• _Named object pointing entries_:

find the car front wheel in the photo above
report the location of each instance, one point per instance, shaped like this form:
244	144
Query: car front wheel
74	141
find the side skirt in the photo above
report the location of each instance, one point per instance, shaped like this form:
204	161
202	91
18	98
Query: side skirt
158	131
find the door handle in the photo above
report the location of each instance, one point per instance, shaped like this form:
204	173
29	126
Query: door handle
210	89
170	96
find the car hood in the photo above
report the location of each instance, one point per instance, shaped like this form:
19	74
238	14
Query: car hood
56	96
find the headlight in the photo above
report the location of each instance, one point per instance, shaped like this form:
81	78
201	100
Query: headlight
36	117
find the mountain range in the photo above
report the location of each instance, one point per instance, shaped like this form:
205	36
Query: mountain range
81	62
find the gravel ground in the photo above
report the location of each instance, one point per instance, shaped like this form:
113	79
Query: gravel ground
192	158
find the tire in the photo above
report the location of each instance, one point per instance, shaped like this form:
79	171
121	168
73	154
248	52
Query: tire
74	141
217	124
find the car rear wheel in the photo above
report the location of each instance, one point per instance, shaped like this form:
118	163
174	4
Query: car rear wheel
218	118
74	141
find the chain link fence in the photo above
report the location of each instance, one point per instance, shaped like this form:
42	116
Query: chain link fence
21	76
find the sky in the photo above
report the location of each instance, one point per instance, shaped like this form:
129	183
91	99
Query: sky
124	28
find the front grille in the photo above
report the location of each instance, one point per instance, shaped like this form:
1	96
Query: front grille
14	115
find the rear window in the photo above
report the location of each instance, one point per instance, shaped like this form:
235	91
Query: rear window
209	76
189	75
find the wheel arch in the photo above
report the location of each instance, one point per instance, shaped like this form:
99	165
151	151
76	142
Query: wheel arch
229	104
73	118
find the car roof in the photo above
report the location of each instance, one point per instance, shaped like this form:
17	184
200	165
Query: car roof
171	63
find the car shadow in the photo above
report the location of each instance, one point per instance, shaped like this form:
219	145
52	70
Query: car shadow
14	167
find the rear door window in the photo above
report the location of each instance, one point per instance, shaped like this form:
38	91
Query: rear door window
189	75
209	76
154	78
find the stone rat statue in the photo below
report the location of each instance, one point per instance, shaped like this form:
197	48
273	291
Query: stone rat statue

• _WHAT TO DO_:
Output each line of the records above as a JSON list of strings, one string per line, leaving out any blank lines.

• _REPLY TO THE EXERCISE_:
[
  "find the car front wheel in the photo above",
  "report the location of each instance, one point per instance, shaped like this form:",
  "244\t144",
  "Query: car front wheel",
  "74\t141",
  "find the side skirt in the photo above",
  "report the location of each instance, one point per instance, shaped like this form:",
  "204\t161",
  "202\t91",
  "18\t98",
  "Query: side skirt",
  "158\t131",
  "find the door handle in the photo above",
  "report the location of each instance, one point per instance, shaped like this form:",
  "204\t173",
  "29\t126",
  "Query: door handle",
  "210\t89",
  "170\t96",
  "find the car hood in the photo above",
  "report the location of each instance, one point per instance, shaped like this form:",
  "19\t74",
  "238\t14",
  "Query: car hood",
  "56\t96",
  "find the headlight in the photo above",
  "report the location of each instance, one point per instance, shaped like this form:",
  "81\t78",
  "201\t100",
  "Query: headlight",
  "36\t117",
  "find the mountain range in the photo above",
  "report the location of each instance, one point per instance, shaped like this form:",
  "205\t36",
  "Query: mountain range",
  "81\t62",
  "find the gravel ground in the photo above",
  "report the location of each instance, one point per instance, shaped like this form:",
  "113\t79",
  "Query: gravel ground",
  "192\t158",
  "find the tire in the photo above",
  "report the location of each instance, one point per instance, shaped like this form:",
  "79\t171",
  "121\t168",
  "73\t154",
  "248\t52",
  "Query: tire",
  "74\t141",
  "217\t124",
  "find the car rear wheel in the photo above",
  "report the location of each instance, one point per instance, shaped like this form:",
  "118\t163",
  "174\t4",
  "Query: car rear wheel",
  "218\t118",
  "74\t141",
  "find the chain link fence in the photo above",
  "report the location of each instance, one point per instance, shaped like this form:",
  "42\t116",
  "Query: chain link fence",
  "21\t76",
  "find the sky in the photo above",
  "report the location of each instance, one point per instance, shaped like this form:",
  "129\t183",
  "91\t99",
  "Query: sky",
  "124\t28",
  "find the front grille in the photo above",
  "report the location of each instance, one point per instance, shaped like this form:",
  "1\t96",
  "Query: front grille",
  "14\t115",
  "find the rear window in the photo above",
  "report the location of each instance, one point per instance, shaped like this form:",
  "235\t91",
  "Query: rear window",
  "209\t76",
  "189\t75",
  "find the wheel arch in the photo above",
  "report the location of each instance, one point per instance, shaped like this form:",
  "99\t165",
  "151\t151",
  "76\t142",
  "Query: wheel arch",
  "229\t104",
  "73\t118",
  "find the car roof in the photo above",
  "report the location of each instance, one point per instance, shaped like this form:",
  "17\t184",
  "200\t165",
  "Query: car roof",
  "171\t63",
  "find the car shadow in the photo above",
  "report the location of each instance, one point per instance, shaped like this form:",
  "219\t145",
  "52\t70",
  "Query: car shadow",
  "14\t167",
  "find the rear door window in the photo above",
  "report the location of each instance, one point per instance, shaped like this form:",
  "38\t91",
  "Query: rear door window",
  "189\t75",
  "209\t76",
  "154\t78",
  "find the stone rat statue in the photo below",
  "report the location of each instance, one point per instance, shaped like this form:",
  "197\t48",
  "273\t291",
  "Query: stone rat statue"
]